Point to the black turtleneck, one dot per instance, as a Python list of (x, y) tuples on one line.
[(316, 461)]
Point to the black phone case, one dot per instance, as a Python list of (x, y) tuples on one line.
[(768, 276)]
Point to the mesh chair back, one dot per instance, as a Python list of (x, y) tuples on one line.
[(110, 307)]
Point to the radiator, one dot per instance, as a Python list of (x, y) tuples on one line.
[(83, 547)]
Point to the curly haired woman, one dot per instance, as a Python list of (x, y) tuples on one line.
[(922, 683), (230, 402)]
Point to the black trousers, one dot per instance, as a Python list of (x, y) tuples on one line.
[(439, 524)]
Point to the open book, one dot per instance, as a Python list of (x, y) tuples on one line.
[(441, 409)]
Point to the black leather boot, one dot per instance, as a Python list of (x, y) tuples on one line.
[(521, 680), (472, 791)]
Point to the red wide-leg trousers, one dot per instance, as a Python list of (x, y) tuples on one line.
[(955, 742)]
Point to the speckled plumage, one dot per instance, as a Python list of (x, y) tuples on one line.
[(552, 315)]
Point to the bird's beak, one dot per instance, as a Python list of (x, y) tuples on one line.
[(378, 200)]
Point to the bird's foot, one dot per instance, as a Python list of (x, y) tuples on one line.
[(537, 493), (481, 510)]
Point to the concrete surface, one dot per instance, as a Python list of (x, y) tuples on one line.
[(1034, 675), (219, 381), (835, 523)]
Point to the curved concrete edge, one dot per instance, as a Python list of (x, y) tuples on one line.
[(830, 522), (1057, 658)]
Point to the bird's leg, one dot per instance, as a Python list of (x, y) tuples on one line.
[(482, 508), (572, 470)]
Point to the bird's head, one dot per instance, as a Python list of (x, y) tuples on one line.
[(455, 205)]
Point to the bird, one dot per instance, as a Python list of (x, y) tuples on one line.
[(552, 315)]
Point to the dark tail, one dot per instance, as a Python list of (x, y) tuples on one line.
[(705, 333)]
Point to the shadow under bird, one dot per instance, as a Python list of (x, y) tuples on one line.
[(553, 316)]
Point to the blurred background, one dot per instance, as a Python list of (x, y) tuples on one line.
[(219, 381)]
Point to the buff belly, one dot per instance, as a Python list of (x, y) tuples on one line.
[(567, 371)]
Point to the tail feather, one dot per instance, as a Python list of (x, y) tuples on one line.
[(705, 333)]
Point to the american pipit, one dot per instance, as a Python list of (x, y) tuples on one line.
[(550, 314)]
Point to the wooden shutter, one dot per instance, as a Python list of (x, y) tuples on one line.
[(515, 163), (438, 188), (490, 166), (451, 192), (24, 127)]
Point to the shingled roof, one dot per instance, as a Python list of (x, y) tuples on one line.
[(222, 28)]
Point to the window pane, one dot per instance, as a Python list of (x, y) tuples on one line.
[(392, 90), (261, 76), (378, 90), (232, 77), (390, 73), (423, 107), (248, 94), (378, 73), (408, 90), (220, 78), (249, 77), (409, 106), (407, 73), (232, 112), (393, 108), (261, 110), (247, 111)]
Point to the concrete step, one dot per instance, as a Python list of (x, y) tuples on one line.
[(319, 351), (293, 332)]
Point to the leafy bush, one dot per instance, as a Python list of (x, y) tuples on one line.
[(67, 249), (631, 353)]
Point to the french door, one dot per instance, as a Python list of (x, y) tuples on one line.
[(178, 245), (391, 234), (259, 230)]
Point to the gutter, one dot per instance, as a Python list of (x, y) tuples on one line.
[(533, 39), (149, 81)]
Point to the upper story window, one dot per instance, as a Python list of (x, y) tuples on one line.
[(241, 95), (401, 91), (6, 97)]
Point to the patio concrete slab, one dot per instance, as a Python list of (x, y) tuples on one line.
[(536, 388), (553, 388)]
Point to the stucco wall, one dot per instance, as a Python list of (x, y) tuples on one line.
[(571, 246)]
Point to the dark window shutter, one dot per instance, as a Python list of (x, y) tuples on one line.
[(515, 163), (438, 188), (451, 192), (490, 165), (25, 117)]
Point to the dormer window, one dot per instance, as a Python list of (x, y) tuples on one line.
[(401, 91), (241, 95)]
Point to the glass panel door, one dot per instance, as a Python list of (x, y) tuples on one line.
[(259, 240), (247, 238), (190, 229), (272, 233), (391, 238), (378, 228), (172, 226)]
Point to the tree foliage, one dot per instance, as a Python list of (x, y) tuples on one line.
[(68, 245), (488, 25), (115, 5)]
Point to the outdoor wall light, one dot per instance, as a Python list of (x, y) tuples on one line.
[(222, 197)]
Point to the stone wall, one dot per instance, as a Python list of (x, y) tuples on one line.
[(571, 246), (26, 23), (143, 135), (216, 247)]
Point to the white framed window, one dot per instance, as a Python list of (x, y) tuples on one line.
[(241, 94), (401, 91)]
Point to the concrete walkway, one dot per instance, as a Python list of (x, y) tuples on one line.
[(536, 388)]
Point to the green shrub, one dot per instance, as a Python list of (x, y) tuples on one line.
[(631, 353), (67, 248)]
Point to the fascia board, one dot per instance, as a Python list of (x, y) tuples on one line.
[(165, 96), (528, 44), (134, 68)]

----------

- **Set exercise**
Rewrite the rows between the line containing "Point to the mesh" and the line containing "[(83, 547)]", inclusive, with "radiator" replaced by "space heater". Leave everything else unchanged.

- **Final result**
Point to the mesh chair back, one dot per instance, as a Python list of (x, y) tuples on one line.
[(110, 307)]
Point to the space heater, one dot per instance, as a Python list of (x, y) tuples on one line.
[(83, 547)]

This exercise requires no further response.